■ LIST OF TASKS
1/ In the storage problem page, list every drawback of central file servers given in the section headed "Overloaded central servers."
2/ From the storage problem page, return word for word the passage from "Small spare disk" to "is not secure.".

Skip to content
sauber edited this page Jan 21, 2012 · 1 revision

The Storage Problem

Introduction

Sharing files between computers or having shared access to a central file server is essential for using computer today. Most available system fall into other the central file server category, such as Unix NFS or Windows File Sharing, or into peer to peer file sharing between end computers. Both type of system have disadvantages for making large volumes of data available to many compters.

Overloaded central servers

Having data on a central servers, ensures data integrity and makes backup easy. But all load goes to a single server, as well as all disks having to be mounted on a single server. Scaling storage and bandwith is difficult as files and storage clients are added.

Small spare disk space is not utilitized

All computeres these days have harddisks builtin, but with only limited storage capacity. Sharing files just worsen the problem, as same files need to be copied to each computer needing the files. In the end most computers either does not have enough disk space, or has spare disk space that is not really used for anything.

File transfer is not secure.

■ GIVEN MATERIAL
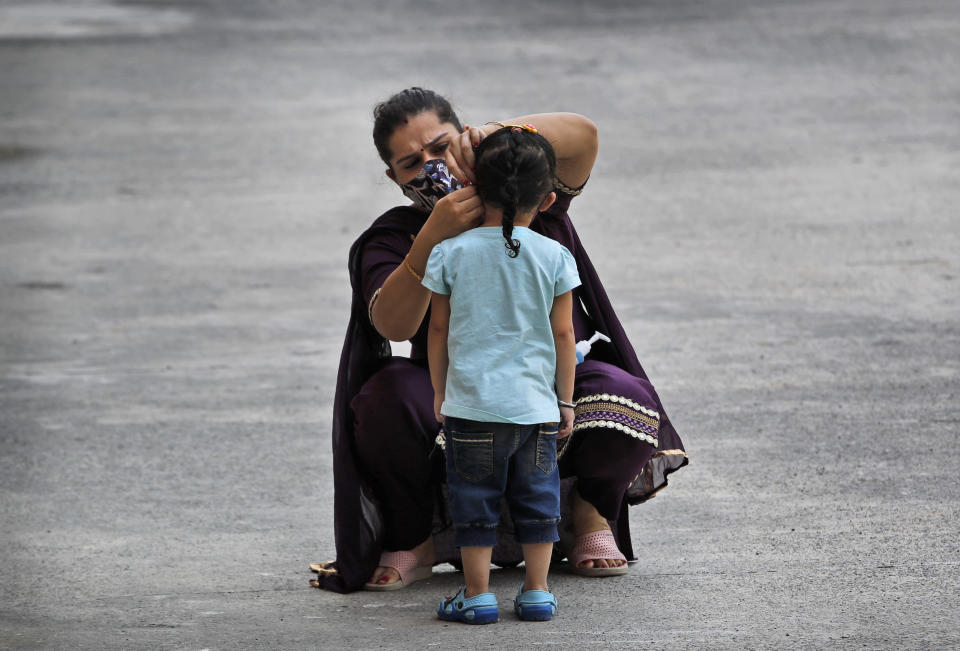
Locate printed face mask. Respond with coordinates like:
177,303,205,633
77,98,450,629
400,158,463,211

■ RESPONSES BY TASK
1/
- All load goes to a single server.
- All disks have to be mounted on a single server.
- Scaling storage and bandwith is difficult as files and storage clients are added.

2/
Small spare disk space is not utilitized

All computeres these days have harddisks builtin, but with only limited storage capacity. Sharing files just worsen the problem, as same files need to be copied to each computer needing the files. In the end most computers either does not have enough disk space, or has spare disk space that is not really used for anything.

File transfer is not secure.